> **Your objective**
Lay out the part of the records that starts with the line containing "Place one marker on each instance of the river." and runs to the end of the records as a JSON list of strings. Use one string per line and leave out blank lines.

Extracted data entries:
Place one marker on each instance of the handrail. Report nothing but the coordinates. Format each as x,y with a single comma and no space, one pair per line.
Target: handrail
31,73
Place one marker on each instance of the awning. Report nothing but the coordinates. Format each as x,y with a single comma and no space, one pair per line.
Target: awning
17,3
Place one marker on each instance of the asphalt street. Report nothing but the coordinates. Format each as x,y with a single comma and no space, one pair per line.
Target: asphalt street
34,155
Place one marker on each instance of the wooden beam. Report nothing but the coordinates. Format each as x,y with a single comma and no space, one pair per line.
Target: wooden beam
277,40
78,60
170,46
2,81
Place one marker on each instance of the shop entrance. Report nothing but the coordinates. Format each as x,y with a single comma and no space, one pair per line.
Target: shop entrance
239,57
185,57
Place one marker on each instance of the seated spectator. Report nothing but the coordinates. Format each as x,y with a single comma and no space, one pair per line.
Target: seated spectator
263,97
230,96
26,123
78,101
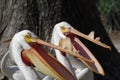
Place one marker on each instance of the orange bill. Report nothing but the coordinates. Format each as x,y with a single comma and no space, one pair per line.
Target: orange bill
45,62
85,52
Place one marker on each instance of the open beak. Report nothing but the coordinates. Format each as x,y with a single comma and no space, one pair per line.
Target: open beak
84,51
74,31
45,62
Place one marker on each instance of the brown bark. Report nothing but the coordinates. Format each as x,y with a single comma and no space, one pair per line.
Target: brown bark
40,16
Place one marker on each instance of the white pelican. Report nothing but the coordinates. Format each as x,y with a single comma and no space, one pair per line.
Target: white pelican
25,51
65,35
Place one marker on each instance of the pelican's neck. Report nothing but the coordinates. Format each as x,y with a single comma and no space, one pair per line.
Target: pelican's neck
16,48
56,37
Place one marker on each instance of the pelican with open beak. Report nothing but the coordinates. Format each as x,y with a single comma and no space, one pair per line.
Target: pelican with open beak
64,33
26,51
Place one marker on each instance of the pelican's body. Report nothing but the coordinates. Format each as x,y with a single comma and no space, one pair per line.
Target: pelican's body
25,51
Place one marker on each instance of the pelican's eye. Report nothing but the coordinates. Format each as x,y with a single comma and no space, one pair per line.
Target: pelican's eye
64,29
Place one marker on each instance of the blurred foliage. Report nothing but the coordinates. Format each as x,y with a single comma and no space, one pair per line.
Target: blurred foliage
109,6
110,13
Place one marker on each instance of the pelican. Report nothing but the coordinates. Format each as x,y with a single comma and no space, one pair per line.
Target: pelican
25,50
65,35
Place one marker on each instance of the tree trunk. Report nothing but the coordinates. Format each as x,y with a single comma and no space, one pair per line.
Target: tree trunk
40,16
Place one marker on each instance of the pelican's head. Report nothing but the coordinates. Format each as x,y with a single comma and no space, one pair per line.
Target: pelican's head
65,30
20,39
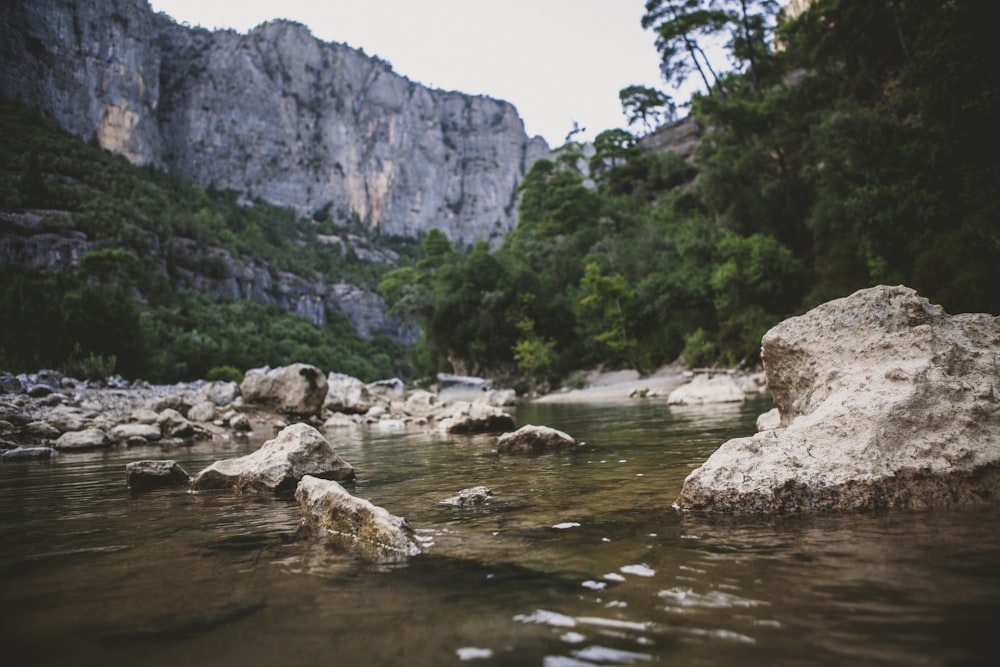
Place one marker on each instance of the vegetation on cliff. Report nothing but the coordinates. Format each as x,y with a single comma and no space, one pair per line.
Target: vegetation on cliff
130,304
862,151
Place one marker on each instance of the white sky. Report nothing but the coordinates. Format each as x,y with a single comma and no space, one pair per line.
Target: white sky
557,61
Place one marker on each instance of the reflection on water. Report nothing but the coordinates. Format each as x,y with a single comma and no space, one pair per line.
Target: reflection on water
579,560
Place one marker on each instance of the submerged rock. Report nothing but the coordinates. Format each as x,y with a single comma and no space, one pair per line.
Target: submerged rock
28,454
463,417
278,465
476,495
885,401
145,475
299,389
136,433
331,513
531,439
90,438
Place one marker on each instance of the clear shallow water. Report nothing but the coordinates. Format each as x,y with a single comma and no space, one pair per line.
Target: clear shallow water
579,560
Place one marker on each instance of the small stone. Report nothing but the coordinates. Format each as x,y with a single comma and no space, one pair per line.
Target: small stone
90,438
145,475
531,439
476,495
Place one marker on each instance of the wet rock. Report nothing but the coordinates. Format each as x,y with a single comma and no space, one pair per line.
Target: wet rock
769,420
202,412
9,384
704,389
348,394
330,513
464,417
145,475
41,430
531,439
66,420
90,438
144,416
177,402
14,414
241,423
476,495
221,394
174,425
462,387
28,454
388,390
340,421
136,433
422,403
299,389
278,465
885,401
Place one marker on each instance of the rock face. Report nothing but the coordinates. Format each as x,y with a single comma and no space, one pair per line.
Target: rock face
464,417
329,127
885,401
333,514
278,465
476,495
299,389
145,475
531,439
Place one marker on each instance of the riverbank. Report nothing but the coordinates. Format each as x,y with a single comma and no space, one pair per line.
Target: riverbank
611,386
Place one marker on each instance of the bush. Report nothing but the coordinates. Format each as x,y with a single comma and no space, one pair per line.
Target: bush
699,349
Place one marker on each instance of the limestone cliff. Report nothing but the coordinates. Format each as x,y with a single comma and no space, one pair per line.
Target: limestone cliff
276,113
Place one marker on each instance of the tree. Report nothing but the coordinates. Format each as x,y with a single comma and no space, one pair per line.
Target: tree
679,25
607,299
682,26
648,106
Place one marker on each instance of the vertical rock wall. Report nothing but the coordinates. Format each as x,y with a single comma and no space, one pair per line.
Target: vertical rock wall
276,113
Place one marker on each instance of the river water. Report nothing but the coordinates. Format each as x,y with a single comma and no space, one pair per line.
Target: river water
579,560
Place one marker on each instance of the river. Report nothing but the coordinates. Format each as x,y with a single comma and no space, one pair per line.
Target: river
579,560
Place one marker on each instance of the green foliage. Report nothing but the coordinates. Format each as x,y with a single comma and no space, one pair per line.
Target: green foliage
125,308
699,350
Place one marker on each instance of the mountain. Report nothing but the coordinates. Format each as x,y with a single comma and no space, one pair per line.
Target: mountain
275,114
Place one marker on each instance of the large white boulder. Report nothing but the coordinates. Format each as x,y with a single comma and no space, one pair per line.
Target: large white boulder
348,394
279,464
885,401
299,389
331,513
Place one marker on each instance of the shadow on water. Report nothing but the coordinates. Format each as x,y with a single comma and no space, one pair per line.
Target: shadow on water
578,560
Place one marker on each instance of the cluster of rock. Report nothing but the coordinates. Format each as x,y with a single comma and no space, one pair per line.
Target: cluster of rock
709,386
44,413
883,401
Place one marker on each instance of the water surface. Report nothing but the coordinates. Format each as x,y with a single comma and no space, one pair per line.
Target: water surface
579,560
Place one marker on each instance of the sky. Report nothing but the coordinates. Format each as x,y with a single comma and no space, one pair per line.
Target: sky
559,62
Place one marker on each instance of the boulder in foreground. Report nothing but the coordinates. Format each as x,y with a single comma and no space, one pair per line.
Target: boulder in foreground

> **Answer in full**
[
  "Place one marker on each instance of the river. Report nothing but the coordinates. Format each as x,y with a single comma and no space, one pair per line.",
  "Target: river",
  "579,560",
  "Place one marker on each instance of the green foliage. Report nothing but the coordinates. Format each as x,y with a single comma and no space, one pair per line.",
  "Target: green foliage",
  "125,308",
  "699,350",
  "Place one marker on each instance of the mountain. Report nothing but the coordinates. Format each as x,y with a single comma and no space, one pair per line.",
  "Target: mountain",
  "275,114",
  "Place one marker on each instance of the large white boulder. Report nothing but the coordinates. Format each as x,y with a single comma and no space, one pair per line.",
  "Target: large white boulder",
  "348,394",
  "279,464",
  "885,401",
  "299,389",
  "331,513",
  "Place one marker on each instance of the shadow on water. Report nothing but the coordinates. Format each as x,y with a single comma and no space, one pair per line.",
  "Target: shadow on water",
  "578,560",
  "Place one marker on each instance of the cluster of rock. Report nothing but the coordinates. Format each as x,y with a single comma and no space, one pair per line.",
  "Target: cluster of rock",
  "709,386",
  "44,413",
  "883,401",
  "Place one marker on each instance of the water surface. Report nothing but the coordinates. Format each as x,y with a single comma and no space, one pair per line.",
  "Target: water surface",
  "579,560",
  "Place one marker on each instance of the sky. Report nothing but the coordinates. Format each as x,y with a single comma and no space, one pair per line.",
  "Target: sky",
  "559,62",
  "Place one marker on each instance of the boulder in foreground. Report nothing but the coordinates. Format each as x,y with a single comma and no space, one pair per line.",
  "Target: boulder in foreground"
]